▸ **DIRECTIONS**
When you reach the line containing "Target: dry straw" in the data below, begin returning lines exactly as written, and stop once the line containing "Target: dirt clod" has been returned.

(Photo-based referring expression data)

====================

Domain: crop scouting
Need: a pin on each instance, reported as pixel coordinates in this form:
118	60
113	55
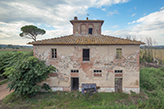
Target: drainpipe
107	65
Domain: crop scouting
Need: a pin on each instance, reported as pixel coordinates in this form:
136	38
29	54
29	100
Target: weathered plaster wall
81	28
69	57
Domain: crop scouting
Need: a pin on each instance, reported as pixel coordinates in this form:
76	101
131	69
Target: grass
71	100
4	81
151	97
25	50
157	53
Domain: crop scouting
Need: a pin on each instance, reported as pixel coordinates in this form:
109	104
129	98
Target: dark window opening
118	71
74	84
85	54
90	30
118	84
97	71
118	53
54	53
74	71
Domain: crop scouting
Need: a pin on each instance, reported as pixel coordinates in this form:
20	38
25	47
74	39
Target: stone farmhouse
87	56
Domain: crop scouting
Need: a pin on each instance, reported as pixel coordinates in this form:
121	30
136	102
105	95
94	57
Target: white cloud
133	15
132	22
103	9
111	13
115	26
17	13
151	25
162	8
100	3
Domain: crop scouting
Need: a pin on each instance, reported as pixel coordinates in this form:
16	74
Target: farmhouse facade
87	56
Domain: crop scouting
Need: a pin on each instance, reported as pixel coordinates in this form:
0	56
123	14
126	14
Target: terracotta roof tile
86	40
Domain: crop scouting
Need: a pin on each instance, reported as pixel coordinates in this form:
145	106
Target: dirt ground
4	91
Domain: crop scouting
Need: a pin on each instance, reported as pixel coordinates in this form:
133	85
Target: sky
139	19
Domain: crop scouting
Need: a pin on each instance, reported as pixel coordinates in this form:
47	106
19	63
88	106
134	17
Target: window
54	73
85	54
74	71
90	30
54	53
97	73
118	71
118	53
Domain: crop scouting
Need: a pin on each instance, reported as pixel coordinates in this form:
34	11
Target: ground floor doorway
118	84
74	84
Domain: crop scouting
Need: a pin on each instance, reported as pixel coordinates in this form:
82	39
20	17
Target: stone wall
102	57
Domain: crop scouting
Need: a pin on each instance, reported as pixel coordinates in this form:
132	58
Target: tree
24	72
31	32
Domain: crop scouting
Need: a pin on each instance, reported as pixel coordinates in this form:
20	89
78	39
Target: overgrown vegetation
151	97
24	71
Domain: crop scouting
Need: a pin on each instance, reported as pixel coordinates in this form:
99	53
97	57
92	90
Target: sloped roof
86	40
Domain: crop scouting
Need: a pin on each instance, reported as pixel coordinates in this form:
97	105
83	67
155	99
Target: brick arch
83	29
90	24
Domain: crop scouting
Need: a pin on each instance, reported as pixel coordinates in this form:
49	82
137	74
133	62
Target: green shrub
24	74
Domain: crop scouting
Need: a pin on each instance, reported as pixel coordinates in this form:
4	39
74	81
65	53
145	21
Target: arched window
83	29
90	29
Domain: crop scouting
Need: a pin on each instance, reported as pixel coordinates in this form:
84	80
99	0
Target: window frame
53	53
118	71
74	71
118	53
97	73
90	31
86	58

====================

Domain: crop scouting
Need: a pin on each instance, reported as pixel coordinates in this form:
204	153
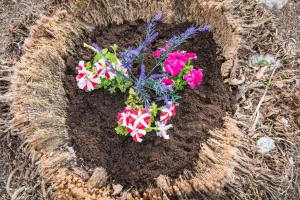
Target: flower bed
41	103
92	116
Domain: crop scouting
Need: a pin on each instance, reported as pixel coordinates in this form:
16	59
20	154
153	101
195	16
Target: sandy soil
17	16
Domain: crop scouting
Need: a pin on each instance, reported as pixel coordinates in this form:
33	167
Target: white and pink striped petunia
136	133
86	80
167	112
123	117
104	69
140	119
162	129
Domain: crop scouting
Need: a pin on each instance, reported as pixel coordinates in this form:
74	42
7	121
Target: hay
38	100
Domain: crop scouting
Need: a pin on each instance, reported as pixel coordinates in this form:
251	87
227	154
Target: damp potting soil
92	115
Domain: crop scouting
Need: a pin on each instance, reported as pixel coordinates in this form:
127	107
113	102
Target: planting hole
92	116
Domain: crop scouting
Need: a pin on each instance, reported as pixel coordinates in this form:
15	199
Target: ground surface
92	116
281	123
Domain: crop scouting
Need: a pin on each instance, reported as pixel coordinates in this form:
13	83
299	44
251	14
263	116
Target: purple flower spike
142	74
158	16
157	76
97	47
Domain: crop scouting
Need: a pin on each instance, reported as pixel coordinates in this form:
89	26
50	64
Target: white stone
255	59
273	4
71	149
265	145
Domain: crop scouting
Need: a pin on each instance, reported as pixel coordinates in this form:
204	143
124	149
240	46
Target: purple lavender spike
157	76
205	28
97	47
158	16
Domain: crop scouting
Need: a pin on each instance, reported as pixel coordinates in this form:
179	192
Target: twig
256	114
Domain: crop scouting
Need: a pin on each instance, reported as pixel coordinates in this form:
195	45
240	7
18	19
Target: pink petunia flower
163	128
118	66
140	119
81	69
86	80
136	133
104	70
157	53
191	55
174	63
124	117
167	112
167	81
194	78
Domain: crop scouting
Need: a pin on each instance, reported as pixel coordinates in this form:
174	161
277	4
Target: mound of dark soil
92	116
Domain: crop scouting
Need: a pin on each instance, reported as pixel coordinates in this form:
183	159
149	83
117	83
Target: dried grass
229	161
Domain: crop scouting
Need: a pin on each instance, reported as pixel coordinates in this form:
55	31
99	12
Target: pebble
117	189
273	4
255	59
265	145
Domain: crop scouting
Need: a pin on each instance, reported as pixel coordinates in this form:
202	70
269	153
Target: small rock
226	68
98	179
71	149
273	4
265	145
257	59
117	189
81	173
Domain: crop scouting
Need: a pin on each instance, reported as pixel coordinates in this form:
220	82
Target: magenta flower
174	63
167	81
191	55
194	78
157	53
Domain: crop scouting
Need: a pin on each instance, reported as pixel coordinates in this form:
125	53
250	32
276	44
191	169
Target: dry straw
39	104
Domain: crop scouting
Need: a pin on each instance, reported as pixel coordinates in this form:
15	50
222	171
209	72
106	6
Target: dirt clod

====================

▸ **RESPONSE**
Target: dry straw
39	104
Domain: crop scouting
Need: a pin on each instance, reported as pixel coordinates in this form:
15	50
222	171
209	72
106	6
Target: dirt clod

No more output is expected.